### Extracted entries:
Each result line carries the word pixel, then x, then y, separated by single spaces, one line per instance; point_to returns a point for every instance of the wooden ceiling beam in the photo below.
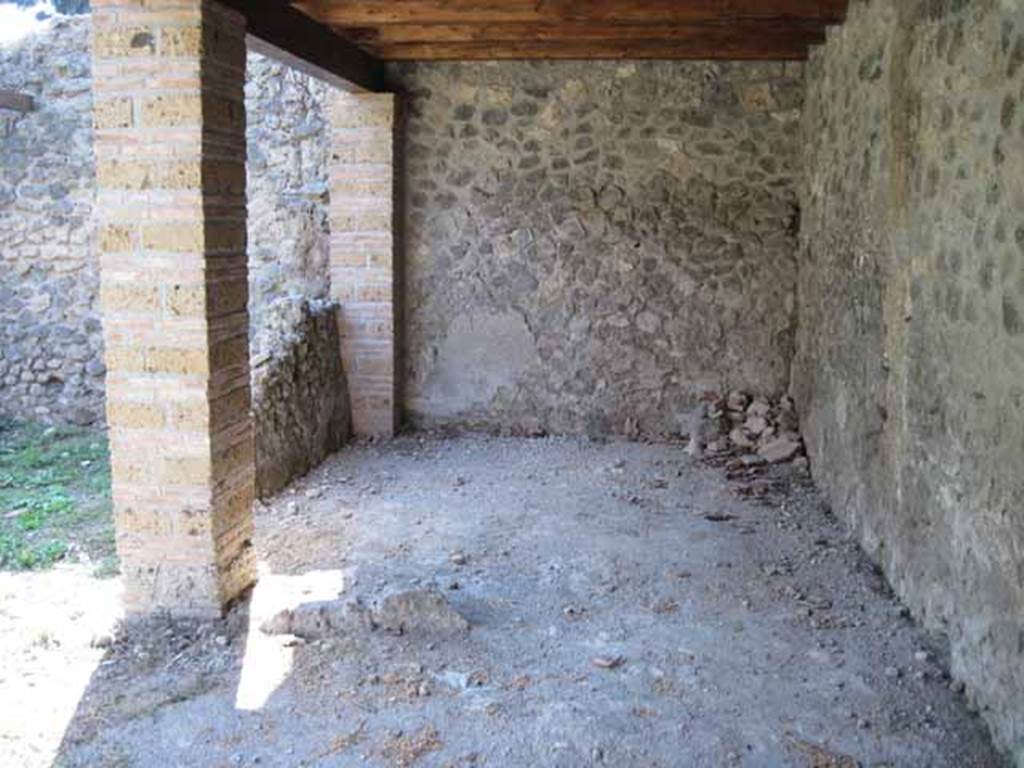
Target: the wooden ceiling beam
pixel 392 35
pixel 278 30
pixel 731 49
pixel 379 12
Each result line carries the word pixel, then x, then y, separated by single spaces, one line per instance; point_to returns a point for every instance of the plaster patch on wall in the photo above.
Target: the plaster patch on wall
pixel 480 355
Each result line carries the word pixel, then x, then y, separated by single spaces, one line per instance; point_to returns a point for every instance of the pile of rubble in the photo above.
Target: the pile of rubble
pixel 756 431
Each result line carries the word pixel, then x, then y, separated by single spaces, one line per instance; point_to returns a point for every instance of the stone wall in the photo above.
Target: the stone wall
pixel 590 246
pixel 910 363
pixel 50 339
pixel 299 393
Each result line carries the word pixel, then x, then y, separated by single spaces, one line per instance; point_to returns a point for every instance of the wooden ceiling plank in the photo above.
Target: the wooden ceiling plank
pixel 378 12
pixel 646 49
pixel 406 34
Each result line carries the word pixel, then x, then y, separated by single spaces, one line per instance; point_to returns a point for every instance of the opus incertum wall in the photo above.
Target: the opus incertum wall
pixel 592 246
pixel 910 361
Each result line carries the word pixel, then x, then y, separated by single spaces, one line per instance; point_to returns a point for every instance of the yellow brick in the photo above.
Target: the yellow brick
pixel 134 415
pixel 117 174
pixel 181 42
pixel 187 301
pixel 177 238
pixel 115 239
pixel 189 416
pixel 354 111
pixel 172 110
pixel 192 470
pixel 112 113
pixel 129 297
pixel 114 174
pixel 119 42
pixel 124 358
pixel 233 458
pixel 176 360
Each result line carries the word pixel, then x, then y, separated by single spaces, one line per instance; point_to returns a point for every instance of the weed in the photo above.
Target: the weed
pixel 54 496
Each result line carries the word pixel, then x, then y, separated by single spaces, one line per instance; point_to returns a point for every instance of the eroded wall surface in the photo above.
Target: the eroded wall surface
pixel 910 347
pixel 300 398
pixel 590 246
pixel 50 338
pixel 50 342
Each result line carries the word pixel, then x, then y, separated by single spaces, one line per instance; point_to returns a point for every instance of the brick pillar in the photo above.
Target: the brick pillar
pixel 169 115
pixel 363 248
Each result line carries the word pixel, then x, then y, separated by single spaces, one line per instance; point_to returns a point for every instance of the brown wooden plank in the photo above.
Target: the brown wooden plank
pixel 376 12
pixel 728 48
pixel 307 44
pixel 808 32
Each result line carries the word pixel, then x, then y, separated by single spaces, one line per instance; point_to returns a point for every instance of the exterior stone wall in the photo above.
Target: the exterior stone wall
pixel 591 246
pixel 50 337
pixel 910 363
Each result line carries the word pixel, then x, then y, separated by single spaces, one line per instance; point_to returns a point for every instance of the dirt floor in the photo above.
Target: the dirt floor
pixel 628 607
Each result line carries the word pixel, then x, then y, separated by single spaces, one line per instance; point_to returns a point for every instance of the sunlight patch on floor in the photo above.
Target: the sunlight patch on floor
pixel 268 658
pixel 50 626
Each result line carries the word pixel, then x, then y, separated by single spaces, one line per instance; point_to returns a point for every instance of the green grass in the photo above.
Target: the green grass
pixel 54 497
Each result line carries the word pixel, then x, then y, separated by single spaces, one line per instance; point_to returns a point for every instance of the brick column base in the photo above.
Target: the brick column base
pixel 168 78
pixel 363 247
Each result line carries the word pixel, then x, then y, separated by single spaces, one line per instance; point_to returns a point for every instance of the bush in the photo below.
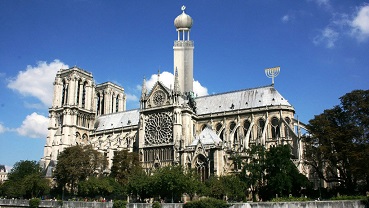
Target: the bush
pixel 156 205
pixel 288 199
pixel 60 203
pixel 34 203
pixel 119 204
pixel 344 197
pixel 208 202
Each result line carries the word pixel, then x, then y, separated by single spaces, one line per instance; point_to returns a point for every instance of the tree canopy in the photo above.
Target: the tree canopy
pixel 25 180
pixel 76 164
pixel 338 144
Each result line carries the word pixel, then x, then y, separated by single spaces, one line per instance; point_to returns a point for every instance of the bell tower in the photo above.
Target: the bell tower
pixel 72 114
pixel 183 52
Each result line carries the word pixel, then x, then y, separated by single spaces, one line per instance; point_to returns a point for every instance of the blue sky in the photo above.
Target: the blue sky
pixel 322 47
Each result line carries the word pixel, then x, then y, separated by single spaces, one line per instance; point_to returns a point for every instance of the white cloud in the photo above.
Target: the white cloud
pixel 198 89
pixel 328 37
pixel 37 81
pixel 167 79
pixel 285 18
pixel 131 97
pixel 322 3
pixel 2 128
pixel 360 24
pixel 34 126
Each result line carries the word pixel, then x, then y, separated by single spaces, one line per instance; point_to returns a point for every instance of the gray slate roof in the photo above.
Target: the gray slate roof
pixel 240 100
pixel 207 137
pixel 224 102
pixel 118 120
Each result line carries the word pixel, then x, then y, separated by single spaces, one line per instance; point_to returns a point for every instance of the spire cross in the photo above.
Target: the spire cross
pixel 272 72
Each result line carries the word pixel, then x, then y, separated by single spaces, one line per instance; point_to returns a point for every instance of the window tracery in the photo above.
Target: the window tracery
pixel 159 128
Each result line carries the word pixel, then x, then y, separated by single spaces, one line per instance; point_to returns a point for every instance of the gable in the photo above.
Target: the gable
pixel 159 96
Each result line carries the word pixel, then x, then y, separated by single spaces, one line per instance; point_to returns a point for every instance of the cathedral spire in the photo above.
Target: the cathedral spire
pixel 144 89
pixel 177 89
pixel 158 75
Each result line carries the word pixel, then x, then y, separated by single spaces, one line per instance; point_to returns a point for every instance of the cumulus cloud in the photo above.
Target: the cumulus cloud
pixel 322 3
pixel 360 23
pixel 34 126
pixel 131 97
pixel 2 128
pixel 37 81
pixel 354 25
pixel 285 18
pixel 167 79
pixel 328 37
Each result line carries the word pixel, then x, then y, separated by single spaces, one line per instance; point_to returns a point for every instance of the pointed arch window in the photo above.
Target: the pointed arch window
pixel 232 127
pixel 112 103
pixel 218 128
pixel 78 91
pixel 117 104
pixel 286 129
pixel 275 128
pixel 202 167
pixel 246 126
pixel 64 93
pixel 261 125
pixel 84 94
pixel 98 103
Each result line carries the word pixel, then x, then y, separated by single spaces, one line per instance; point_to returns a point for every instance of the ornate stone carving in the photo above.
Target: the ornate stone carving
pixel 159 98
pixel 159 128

### Your assignment:
Nothing but a number is expected: how many lines in the listing above contain "below"?

### Task result:
2